[INPUT]
-------

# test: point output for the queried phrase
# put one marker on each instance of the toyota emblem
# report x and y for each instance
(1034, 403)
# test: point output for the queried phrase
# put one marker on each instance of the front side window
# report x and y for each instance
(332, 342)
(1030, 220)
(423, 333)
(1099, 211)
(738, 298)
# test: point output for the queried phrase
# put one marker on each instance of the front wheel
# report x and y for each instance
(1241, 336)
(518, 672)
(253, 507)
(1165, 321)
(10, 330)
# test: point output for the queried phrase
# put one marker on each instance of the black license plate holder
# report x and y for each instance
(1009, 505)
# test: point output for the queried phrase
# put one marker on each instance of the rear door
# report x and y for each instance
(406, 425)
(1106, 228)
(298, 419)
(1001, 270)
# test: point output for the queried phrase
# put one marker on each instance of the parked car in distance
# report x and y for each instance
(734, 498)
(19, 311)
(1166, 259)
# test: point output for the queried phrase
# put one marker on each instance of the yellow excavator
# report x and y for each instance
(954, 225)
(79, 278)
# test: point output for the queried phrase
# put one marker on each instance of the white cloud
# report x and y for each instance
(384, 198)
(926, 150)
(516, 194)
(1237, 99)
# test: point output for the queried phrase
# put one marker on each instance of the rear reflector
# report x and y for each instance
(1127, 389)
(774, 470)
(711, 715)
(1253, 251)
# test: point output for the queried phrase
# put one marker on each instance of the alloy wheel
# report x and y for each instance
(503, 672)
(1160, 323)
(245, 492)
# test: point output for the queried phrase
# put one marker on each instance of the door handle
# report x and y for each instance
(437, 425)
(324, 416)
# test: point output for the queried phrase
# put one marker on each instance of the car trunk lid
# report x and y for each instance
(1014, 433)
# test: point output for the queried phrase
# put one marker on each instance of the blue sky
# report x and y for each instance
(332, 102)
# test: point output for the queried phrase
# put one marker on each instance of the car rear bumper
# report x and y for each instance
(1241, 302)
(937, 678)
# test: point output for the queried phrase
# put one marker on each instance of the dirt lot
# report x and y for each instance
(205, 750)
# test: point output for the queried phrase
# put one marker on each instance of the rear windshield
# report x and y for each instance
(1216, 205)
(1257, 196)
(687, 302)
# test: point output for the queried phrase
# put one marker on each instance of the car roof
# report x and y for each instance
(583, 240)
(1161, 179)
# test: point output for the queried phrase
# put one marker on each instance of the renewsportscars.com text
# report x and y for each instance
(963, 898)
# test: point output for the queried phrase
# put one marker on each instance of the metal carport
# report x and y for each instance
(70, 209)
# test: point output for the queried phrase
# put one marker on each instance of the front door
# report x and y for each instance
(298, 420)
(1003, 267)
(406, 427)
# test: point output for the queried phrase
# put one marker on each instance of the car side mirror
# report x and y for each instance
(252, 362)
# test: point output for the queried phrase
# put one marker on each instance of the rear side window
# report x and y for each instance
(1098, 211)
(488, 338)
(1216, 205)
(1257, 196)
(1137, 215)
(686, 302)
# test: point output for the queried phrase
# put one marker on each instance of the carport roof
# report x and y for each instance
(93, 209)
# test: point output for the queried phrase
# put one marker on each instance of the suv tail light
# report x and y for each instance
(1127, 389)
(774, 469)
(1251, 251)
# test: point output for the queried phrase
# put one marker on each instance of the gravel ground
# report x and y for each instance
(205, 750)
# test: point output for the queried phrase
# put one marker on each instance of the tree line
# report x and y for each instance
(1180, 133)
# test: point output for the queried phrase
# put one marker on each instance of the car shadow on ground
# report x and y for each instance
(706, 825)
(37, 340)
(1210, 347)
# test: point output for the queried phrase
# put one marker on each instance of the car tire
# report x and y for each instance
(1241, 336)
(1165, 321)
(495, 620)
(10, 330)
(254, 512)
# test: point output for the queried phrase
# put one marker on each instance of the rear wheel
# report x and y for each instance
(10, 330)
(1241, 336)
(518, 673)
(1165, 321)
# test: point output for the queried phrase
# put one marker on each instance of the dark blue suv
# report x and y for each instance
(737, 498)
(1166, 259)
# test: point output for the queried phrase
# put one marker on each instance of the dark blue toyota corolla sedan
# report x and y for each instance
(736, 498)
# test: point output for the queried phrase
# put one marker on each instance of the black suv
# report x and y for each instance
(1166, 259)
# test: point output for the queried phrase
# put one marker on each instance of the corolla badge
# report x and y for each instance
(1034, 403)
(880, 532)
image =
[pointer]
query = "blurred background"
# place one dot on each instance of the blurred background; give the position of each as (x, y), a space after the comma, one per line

-------

[WHAT YOU HAVE TO DO]
Your reply should hold all the lines from the listing above in which "black" appears.

[RESULT OF THE EXERCISE]
# put one marker on each instance of the black license plate holder
# put one marker on each instance of the black suv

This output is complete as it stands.